Exercise aim: Transcribe verbatim the lines of the listing below that run from the line containing "subject: **snow-covered mountain peak**" through the line containing "Give the mask of every instance of the **snow-covered", inclusive, and nothing else.

Data lines:
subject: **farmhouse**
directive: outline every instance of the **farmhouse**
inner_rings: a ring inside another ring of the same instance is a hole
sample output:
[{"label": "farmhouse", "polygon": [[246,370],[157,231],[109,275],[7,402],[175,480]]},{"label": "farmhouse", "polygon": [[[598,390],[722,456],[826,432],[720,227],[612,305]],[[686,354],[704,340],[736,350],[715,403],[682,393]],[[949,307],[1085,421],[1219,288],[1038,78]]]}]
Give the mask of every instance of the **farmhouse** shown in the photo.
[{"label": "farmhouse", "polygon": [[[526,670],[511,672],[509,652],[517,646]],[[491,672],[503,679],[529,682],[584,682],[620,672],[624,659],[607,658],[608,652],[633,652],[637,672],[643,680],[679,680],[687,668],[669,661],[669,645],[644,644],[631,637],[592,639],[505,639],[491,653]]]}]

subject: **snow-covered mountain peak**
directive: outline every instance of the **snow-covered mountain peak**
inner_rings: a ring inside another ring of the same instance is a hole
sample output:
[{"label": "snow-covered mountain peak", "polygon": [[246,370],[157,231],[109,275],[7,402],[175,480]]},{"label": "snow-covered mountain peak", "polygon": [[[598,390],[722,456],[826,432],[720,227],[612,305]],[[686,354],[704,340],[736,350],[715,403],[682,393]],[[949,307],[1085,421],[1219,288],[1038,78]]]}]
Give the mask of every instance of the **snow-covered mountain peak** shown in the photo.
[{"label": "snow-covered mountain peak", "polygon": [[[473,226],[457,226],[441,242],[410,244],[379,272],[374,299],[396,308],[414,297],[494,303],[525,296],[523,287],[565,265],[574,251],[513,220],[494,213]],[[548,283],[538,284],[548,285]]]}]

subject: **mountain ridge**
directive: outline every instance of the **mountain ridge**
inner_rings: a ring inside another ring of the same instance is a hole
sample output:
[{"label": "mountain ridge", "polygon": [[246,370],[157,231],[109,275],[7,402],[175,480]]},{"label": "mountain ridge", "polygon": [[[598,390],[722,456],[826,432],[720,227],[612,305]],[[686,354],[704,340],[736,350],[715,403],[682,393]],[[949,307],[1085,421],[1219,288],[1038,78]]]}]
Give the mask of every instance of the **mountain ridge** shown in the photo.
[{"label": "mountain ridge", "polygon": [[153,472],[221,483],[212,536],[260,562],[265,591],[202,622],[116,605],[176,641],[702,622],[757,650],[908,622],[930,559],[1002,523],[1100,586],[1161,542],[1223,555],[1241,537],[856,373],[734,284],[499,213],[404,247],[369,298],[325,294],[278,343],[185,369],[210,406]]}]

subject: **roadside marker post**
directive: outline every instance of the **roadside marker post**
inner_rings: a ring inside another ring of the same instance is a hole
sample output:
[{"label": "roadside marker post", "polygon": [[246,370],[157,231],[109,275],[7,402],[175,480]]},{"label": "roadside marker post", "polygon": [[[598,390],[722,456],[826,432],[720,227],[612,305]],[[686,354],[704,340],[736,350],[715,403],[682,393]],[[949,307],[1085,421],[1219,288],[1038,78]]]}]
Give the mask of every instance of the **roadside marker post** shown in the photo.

Written answer:
subject: **snow-covered mountain peak**
directive: outline every instance of the **snow-covered mountain peak**
inner_rings: a ring inside another ring of the same instance is a hole
sample output:
[{"label": "snow-covered mountain peak", "polygon": [[246,370],[157,231],[109,275],[7,402],[175,480]]},{"label": "snow-covered mountain peak", "polygon": [[[598,390],[722,456],[826,432],[720,227],[612,305]],[[686,354],[704,340],[736,350],[715,403],[682,393]],[[949,307],[1085,421],[1219,288],[1038,78]]]}]
Give the mask of every instance of the **snow-covered mountain peak** shown in the photo.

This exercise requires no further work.